**Фрагмент текста**
15 июня поутру я пробирался к Николаевскому бульвару[27] — пункту, откуда, согласно решению участников памятного собрания на Пересыпской эспланаде, должна была начаться демонстрация рабочих. События последних дней выявили слабость одесских социал-демократических организаций. Призрак революции шествовал по улицам Одессы. Политическая стачка подвела одесский пролетариат к самому порогу вооружённого восстания. Но одесские социал-демократы оказались не в состоянии возглавить движение. Меньшевики старались охладить революционный порыв пролетариата, а большевики были слишком ослаблены арестами. Рабочие захватили улицу, строили баррикады, но в их руках не было оружия для борьбы с войсками.
Сегодняшний день должен был решить судьбу движения. Всё зависело от того, будут ли вооружены рабочие. Предложение штурмовать арсенал было отклонено. Но в центре города находилось несколько оружейных магазинов. Решатся ли на их захват рабочие или революционный порыв начнёт угасать?
О нет!.. Порукой этому — тысячная толпа рабочих, запрудившая все улицы центра. Чем ближе к Николаевскому бульвару, тем больше народу. Из переулков на широкий Екатерининский проспект вливались массы людей. Какой-то особенный рокот, точно жужжание гигантского встревоженного улья, нёсся по улице. Было празднично и оживлённо.
На конспиративной квартире, куда я зашёл по одному поручению, мне сообщили, что на одесском рейде бросил якорь броненосец, восставший против правительства.
Я побежал на Николаевский бульвар, откуда открывалась великолепная панорама одесского рейда. Прямо передо мной далеко в море стоял броненосец — стальной и могучий гигант. Никогда не забыть мне этой минуты!
Я бросился в порт. Туда вместе со мной бежали люди, радостные и встревоженные. На полицию и казаков никто уже не обращал внимания. Из всех районов стекались сюда колонны рабочих. Чем дальше, тем труднее становилось пробираться через плотные ряды людей.
Я добежал до палатки, в которой находилось тело убитого матроса. На груди Вакуленчука лежало воззвание к одесситам. Горели свечи. Было жарко. Кто-то плакал. За палаткой кричали «ура».
Власти ошеломлены и растеряны. Войск мало, да и те ненадёжны. Следовало немедленно заставить матросов высадить десант, вместе с рабочими захватить город и основать здесь революционную власть.

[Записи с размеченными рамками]

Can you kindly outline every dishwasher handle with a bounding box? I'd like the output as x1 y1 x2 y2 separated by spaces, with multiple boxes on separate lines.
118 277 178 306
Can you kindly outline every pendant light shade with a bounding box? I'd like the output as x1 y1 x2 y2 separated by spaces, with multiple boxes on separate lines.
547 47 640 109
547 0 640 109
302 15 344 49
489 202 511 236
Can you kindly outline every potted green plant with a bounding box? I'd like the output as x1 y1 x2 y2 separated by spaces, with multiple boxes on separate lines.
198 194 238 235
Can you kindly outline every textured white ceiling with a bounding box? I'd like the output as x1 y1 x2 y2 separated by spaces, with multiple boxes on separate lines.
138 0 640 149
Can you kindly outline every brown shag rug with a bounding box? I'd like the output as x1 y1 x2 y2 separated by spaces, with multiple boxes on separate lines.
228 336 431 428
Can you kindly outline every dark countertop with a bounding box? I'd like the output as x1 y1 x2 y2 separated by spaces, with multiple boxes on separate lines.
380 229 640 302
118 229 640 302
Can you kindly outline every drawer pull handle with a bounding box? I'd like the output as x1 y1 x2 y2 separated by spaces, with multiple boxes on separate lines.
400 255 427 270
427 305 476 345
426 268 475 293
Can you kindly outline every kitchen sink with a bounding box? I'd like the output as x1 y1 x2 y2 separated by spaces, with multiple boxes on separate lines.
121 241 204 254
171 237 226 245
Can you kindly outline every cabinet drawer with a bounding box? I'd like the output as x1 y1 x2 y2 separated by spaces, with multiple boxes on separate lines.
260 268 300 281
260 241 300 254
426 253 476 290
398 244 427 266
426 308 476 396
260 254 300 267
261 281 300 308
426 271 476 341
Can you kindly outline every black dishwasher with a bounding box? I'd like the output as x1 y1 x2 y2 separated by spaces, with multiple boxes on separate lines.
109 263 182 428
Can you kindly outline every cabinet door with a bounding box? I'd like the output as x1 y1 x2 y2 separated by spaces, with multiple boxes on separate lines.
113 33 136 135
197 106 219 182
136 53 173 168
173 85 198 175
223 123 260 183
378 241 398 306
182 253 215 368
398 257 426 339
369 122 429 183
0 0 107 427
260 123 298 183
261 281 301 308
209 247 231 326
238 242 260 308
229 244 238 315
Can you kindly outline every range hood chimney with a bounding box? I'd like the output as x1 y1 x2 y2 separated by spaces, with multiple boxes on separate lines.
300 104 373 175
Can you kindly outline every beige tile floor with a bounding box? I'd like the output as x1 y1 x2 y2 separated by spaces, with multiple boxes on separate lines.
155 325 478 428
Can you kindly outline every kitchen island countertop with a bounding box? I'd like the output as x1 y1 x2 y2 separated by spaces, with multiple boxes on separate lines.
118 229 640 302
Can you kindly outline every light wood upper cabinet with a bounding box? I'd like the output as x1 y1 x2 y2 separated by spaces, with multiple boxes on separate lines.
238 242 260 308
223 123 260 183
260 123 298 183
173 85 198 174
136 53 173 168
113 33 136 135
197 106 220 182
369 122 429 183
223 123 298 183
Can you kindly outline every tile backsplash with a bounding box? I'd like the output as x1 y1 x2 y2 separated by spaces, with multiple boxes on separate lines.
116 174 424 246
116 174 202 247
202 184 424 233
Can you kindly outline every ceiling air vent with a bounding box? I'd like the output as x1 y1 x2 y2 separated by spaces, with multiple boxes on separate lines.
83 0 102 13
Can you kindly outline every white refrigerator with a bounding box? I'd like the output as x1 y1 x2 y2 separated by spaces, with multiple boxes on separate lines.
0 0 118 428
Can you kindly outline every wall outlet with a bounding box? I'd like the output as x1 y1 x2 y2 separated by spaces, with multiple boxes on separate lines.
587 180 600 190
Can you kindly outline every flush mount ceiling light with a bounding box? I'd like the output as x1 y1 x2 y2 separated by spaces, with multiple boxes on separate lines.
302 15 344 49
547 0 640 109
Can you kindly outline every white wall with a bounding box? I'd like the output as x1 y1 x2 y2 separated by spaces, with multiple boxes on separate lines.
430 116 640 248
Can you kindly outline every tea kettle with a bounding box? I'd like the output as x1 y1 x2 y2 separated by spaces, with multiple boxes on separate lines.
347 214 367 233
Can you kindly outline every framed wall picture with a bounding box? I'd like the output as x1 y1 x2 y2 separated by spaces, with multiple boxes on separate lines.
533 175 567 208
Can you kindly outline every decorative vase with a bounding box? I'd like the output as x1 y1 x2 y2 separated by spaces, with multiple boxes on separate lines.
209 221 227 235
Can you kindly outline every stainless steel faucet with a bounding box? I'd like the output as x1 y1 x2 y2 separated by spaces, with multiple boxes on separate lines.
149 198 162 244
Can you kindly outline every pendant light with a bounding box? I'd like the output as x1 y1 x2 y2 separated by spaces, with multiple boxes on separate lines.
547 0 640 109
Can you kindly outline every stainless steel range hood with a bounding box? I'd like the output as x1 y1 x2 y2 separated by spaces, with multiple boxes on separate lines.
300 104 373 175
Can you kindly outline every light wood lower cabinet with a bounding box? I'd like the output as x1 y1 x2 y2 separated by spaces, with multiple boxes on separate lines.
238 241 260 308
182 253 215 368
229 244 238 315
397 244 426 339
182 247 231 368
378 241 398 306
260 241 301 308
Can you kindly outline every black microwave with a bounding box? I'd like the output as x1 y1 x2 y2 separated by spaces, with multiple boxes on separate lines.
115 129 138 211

**Ваша задача**
Выпишите из отрывка об одесских событиях дословно фрагмент, начиная со слов «Я бросился в» и далее вплоть до слов «плотные ряды людей.». Записи здесь никакой роли не играют.

**Результат выполнения**
Я бросился в порт. Туда вместе со мной бежали люди, радостные и встревоженные. На полицию и казаков никто уже не обращал внимания. Из всех районов стекались сюда колонны рабочих. Чем дальше, тем труднее становилось пробираться через плотные ряды людей.